── The records ──
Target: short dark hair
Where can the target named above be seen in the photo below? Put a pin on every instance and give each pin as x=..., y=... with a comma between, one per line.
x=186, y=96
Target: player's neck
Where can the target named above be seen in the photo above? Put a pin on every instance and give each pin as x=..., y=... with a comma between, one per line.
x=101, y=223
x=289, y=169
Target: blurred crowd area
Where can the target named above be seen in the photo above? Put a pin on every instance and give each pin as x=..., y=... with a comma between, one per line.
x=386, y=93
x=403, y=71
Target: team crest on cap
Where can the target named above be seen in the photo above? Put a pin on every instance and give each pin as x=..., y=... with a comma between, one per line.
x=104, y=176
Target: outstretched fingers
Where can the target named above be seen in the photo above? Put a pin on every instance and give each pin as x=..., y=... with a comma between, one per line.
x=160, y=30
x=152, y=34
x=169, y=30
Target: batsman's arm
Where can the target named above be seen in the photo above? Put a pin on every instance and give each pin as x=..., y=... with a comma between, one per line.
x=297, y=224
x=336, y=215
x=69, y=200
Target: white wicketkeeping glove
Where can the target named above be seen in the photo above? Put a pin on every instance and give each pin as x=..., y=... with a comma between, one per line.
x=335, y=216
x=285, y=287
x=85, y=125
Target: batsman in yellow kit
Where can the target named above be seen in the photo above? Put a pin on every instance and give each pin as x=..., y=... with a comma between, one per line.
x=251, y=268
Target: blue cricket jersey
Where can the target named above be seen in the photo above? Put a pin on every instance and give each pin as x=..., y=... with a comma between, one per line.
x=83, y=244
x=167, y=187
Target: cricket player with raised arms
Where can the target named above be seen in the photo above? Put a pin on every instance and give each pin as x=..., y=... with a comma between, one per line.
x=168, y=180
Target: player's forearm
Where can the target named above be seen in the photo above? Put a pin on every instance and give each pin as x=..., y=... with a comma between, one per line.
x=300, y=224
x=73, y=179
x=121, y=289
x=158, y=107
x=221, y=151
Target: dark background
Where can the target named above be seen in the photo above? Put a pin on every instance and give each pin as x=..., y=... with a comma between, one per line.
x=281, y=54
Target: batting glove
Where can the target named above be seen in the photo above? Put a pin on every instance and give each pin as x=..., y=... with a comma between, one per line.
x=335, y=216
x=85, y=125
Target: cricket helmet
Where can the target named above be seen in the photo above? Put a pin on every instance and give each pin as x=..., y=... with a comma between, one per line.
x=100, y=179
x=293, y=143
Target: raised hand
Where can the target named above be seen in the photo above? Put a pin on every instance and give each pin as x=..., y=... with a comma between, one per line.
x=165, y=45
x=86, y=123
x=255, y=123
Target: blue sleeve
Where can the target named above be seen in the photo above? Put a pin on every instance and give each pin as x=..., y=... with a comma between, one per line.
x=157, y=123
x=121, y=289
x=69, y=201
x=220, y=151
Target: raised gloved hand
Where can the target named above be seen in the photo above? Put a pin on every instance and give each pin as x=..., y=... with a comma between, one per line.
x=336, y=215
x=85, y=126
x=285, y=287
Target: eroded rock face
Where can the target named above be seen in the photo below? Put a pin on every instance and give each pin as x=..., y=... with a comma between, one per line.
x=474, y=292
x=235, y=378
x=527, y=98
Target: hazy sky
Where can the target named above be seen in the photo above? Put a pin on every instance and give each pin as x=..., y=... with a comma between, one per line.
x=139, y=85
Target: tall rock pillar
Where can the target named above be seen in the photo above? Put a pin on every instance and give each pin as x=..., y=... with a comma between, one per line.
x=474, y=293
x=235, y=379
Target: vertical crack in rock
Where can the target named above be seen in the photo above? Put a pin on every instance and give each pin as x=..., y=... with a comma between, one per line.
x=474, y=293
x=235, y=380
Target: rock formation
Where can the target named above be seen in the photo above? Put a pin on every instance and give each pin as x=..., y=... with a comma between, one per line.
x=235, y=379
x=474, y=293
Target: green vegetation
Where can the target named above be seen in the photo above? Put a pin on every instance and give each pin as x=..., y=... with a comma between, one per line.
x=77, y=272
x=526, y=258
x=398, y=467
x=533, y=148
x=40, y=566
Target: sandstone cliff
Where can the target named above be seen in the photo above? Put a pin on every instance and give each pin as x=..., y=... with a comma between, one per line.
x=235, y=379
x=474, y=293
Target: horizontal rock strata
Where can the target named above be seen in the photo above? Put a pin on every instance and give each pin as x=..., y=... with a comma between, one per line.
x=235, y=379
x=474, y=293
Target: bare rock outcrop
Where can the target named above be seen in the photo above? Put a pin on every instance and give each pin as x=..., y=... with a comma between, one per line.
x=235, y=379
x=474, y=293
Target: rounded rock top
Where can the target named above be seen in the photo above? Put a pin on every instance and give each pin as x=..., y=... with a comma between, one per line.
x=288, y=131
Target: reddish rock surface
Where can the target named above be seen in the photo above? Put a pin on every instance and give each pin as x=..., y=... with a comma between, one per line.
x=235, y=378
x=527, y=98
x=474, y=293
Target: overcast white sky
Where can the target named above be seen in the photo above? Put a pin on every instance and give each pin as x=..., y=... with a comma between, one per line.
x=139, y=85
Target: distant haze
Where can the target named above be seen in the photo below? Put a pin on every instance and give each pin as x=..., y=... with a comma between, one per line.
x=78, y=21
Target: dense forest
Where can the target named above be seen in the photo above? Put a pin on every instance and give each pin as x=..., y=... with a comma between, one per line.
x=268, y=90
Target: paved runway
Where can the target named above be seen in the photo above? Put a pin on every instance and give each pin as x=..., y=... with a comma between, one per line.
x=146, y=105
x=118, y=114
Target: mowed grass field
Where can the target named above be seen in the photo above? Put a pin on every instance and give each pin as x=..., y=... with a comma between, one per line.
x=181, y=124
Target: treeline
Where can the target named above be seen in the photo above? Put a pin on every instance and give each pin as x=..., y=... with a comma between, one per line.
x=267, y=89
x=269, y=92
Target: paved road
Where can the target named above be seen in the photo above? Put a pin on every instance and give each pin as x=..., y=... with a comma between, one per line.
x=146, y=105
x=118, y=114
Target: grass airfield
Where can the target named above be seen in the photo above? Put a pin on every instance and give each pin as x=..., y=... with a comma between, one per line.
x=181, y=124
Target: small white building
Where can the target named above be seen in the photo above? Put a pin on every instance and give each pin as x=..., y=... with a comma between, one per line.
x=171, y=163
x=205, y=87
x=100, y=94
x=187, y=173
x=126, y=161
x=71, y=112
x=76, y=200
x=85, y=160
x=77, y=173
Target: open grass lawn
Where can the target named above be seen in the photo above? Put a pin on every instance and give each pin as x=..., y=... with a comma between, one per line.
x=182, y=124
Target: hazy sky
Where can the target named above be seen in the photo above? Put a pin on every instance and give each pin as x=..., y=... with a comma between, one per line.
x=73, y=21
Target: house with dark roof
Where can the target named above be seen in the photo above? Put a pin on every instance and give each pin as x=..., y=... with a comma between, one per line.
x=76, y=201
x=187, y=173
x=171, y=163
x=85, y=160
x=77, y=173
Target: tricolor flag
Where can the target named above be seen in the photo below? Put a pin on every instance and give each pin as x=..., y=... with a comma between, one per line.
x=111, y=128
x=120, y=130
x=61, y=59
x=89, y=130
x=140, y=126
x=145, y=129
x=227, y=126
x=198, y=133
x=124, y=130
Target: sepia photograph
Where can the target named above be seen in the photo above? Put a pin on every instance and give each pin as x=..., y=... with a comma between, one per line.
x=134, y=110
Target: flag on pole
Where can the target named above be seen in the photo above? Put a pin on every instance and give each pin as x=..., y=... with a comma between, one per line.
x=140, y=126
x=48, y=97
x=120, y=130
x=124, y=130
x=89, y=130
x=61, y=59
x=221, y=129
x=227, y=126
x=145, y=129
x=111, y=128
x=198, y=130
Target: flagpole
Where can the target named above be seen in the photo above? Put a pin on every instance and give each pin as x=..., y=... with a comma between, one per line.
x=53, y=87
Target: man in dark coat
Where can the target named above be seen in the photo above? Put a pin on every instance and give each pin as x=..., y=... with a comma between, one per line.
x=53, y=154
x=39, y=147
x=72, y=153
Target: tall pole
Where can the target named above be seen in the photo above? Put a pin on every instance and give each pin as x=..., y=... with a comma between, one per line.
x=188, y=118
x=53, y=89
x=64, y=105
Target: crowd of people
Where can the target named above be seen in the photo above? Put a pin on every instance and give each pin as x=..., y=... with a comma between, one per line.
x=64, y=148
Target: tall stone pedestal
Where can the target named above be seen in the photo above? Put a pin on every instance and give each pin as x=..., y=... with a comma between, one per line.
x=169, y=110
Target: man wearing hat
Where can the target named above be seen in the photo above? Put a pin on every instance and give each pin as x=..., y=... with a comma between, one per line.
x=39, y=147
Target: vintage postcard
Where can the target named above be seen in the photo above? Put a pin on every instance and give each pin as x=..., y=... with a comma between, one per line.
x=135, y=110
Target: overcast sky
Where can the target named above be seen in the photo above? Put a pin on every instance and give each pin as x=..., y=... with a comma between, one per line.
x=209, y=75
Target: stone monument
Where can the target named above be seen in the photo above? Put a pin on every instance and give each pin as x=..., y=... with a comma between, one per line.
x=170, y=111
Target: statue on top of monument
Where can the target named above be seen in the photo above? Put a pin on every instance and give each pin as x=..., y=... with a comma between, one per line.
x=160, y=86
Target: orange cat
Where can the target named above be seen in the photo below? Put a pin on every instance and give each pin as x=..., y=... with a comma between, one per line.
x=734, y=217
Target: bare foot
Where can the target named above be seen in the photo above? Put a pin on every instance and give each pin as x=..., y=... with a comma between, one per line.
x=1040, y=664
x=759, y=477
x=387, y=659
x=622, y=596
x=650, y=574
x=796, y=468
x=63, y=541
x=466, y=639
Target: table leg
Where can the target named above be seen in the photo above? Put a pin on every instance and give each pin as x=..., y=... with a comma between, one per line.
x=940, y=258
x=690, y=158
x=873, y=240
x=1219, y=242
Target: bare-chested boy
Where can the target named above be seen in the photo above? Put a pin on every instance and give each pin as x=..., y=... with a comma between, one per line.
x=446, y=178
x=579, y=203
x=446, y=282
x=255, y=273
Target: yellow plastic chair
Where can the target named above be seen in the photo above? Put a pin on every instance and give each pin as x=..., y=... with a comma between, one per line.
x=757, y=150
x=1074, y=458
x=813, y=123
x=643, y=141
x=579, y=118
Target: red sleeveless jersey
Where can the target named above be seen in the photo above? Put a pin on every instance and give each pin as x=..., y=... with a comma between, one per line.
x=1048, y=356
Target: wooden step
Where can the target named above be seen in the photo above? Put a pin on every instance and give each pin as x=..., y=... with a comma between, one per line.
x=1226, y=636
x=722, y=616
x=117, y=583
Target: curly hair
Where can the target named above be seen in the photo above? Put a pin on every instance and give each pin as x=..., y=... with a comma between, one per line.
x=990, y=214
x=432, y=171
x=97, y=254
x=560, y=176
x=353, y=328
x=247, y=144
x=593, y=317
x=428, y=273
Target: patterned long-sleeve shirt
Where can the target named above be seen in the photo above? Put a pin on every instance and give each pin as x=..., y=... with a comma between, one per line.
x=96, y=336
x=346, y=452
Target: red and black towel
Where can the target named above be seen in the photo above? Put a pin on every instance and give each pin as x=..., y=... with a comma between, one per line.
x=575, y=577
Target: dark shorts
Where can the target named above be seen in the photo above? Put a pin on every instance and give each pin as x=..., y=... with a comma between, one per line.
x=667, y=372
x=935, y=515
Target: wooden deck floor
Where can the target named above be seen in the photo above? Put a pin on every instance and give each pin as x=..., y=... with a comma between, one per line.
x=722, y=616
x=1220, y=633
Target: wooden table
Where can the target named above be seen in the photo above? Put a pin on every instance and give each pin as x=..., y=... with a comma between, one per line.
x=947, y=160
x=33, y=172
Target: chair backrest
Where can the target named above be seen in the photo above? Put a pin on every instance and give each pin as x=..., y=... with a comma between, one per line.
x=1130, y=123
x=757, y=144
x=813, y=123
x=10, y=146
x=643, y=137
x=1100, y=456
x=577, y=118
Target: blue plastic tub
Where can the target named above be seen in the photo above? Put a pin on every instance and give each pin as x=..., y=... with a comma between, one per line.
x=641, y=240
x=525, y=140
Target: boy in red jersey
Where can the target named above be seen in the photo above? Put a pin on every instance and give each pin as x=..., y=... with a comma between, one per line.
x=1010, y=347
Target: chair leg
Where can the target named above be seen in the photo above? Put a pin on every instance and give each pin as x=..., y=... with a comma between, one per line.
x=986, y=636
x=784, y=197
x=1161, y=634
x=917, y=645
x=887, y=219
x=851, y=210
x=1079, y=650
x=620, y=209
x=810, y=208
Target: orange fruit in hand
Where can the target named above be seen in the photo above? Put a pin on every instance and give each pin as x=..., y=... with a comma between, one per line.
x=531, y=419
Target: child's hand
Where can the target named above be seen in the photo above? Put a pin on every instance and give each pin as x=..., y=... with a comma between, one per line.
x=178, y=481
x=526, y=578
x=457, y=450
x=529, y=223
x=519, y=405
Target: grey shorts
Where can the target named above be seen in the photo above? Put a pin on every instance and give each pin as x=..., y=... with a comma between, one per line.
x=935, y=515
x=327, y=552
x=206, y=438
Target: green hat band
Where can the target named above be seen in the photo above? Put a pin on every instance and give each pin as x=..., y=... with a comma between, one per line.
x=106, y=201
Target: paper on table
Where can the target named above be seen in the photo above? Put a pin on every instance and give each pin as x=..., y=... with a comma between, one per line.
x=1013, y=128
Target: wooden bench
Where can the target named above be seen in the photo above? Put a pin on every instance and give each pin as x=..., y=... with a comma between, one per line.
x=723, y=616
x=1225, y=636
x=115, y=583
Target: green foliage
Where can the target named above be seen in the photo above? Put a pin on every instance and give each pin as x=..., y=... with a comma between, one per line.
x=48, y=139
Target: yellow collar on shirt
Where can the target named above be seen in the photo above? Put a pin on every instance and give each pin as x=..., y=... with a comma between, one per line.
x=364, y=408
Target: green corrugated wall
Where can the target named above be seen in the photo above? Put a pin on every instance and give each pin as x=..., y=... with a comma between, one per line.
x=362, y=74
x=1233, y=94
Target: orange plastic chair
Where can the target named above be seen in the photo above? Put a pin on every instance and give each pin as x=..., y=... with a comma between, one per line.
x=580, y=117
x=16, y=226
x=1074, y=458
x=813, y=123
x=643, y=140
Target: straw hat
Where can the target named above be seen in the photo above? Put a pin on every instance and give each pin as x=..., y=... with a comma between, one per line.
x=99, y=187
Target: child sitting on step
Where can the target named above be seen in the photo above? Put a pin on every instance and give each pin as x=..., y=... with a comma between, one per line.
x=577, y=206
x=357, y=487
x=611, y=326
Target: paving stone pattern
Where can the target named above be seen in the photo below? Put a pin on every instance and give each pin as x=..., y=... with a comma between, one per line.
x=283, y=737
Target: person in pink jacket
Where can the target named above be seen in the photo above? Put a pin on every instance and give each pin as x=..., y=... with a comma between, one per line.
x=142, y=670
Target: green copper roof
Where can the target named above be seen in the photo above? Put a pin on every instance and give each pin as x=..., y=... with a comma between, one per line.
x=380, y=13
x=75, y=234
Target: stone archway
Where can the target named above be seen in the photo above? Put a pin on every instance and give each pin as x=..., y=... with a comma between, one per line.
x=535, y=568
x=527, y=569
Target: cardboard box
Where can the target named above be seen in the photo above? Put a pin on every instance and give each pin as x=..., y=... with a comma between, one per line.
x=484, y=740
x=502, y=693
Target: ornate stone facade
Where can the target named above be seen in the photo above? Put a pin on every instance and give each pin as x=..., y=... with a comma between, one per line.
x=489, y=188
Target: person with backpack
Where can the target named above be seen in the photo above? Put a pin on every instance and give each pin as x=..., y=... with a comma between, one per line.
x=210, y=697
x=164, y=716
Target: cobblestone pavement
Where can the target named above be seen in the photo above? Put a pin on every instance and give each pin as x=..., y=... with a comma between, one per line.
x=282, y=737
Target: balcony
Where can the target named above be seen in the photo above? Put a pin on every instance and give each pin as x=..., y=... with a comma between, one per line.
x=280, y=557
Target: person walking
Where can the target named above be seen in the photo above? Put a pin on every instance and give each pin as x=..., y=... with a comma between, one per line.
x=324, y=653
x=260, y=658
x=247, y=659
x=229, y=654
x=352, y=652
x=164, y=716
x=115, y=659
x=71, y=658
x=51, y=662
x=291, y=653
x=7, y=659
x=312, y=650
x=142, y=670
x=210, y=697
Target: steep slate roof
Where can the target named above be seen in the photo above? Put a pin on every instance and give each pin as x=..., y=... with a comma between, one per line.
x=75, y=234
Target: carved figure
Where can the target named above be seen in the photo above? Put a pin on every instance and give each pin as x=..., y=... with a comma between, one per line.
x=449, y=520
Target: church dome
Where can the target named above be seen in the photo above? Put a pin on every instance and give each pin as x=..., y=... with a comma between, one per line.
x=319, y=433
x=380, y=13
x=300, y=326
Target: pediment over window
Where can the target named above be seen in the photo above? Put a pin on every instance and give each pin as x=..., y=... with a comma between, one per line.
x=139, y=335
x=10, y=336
───
-- Your goal --
Copy out the lines from the one containing "Target: green foliage" through the one containing "x=48, y=139", inclusive, swapping "foliage" for "leaves" and leaving everything else unchanged.

-- Result --
Target: green leaves
Where can the target named above be seen in the photo above? Put a pin on every instance and give each pin as x=..., y=... with a comma between, one per line.
x=48, y=139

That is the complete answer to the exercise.